Task objective:
Please swap "point localization" for "point detection" everywhere in the lines below, keeping every other word as it is.

Data excerpts:
━━━━

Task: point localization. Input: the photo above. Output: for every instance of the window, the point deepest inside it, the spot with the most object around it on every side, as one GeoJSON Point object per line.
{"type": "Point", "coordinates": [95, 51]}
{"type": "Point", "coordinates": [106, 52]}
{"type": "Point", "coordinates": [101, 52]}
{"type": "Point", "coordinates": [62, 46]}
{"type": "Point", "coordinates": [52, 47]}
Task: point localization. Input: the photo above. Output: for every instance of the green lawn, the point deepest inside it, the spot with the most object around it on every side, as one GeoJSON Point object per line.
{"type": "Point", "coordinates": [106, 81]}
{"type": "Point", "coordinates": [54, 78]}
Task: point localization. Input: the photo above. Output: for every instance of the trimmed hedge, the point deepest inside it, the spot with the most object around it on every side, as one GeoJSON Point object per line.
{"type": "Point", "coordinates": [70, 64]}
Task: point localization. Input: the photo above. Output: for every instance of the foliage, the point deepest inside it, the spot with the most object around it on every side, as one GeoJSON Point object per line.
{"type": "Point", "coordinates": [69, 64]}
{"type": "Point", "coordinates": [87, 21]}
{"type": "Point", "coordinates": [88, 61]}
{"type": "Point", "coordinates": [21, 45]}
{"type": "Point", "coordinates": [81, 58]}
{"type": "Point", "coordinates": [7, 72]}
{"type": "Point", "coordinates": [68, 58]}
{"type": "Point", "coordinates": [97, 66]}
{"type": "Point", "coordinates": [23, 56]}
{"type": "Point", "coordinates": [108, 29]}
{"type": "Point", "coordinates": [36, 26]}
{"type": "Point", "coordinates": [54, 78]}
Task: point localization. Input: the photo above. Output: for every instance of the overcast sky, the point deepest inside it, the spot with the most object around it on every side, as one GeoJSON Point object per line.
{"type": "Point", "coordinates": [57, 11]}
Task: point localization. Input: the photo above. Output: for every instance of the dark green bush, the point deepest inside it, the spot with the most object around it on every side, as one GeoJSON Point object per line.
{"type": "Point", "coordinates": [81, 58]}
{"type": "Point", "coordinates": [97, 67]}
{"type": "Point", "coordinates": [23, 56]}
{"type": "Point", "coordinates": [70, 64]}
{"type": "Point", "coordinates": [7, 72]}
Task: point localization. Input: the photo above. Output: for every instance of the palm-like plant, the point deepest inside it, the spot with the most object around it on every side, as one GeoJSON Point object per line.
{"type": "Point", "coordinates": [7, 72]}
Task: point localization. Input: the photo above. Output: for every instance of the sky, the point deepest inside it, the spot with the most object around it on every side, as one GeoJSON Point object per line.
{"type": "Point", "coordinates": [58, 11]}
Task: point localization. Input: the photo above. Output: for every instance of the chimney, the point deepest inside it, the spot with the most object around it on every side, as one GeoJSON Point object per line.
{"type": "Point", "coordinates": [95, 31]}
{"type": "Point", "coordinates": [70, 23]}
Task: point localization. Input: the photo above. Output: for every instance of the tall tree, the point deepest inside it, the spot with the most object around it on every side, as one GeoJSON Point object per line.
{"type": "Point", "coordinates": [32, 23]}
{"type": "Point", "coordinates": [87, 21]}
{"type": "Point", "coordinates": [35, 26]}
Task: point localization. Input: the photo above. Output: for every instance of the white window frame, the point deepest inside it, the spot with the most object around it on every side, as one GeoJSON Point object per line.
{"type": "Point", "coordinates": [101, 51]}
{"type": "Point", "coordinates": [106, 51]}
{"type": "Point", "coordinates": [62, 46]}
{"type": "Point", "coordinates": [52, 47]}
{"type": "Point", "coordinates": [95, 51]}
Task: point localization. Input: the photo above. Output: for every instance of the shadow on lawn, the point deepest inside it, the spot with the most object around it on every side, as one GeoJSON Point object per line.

━━━━

Solution:
Task: point detection. Input: the photo above. Output: for every instance of the window, the point deepest inside it, the spot with the most object around it on every side, as one GeoJSON Point object per line.
{"type": "Point", "coordinates": [95, 51]}
{"type": "Point", "coordinates": [106, 52]}
{"type": "Point", "coordinates": [101, 52]}
{"type": "Point", "coordinates": [62, 46]}
{"type": "Point", "coordinates": [52, 47]}
Task: point detection. Input: the photo above. Output: for every instance of the green lawn, the point deepest inside it, the spot with the most object around it on every side, as one GeoJSON Point object per line.
{"type": "Point", "coordinates": [106, 81]}
{"type": "Point", "coordinates": [54, 78]}
Task: point detection. Input: the photo above. Output: for every instance of the trimmed hedge, the point deepest inside it, the spot with the most object around it on every side, as one GeoJSON Point object per line.
{"type": "Point", "coordinates": [70, 64]}
Task: point detection. Input: the photo above. Output: for every instance of the foliage, the point deepest inside it, the spot with the most object around it on every side, as one GeoJSON Point object per line.
{"type": "Point", "coordinates": [69, 64]}
{"type": "Point", "coordinates": [87, 21]}
{"type": "Point", "coordinates": [88, 61]}
{"type": "Point", "coordinates": [21, 45]}
{"type": "Point", "coordinates": [81, 58]}
{"type": "Point", "coordinates": [7, 72]}
{"type": "Point", "coordinates": [68, 58]}
{"type": "Point", "coordinates": [97, 66]}
{"type": "Point", "coordinates": [23, 56]}
{"type": "Point", "coordinates": [108, 29]}
{"type": "Point", "coordinates": [36, 26]}
{"type": "Point", "coordinates": [54, 78]}
Task: point detection. Input: the photo above. Output: for every instance of the overcast sky, the point deepest inside it, the spot with the most object around it on every side, as one GeoJSON Point object per line.
{"type": "Point", "coordinates": [57, 11]}
Task: point detection. Input: the photo above. Output: for every instance of the dark green bush, the point deepest inside it, the spot with the most object around it on every side, as one GeoJSON Point object per line.
{"type": "Point", "coordinates": [81, 58]}
{"type": "Point", "coordinates": [97, 67]}
{"type": "Point", "coordinates": [23, 56]}
{"type": "Point", "coordinates": [70, 64]}
{"type": "Point", "coordinates": [7, 72]}
Task: point detection. Input: the photo above. Output: for every instance of the palm-like plant, the point deepest inside it, the spot with the most object around it on every side, as one GeoJSON Point object per line.
{"type": "Point", "coordinates": [7, 72]}
Task: point detection. Input: the photo above. Output: for every instance of the sky, the point deepest inside it, the spot with the most object around it on every side, as one GeoJSON Point object per line.
{"type": "Point", "coordinates": [58, 11]}
Task: point detection. Input: the photo above. Output: for every instance of the chimney, the point deepest inside it, the spot with the most object around it on every side, as one GeoJSON Point object per line.
{"type": "Point", "coordinates": [95, 31]}
{"type": "Point", "coordinates": [70, 23]}
Task: point detection. Input: the photo above. Output: for every instance of the tall tree, the point deepest inside it, the spot with the most object around it on every side, as one GeoJSON Point object per line.
{"type": "Point", "coordinates": [32, 23]}
{"type": "Point", "coordinates": [87, 21]}
{"type": "Point", "coordinates": [35, 26]}
Task: point detection. Input: the photo above. Output: for every instance of the white window frame, the point deepest inside it, the spot with the most object around it on every side, as one GeoJSON Point object per line.
{"type": "Point", "coordinates": [101, 51]}
{"type": "Point", "coordinates": [106, 51]}
{"type": "Point", "coordinates": [62, 46]}
{"type": "Point", "coordinates": [52, 47]}
{"type": "Point", "coordinates": [95, 51]}
Task: point detection. Input: the photo above. Output: for every instance of the shadow on lawn, the point deepest inside it, the spot with the most object around it on every side, as one GeoJSON Point object per line.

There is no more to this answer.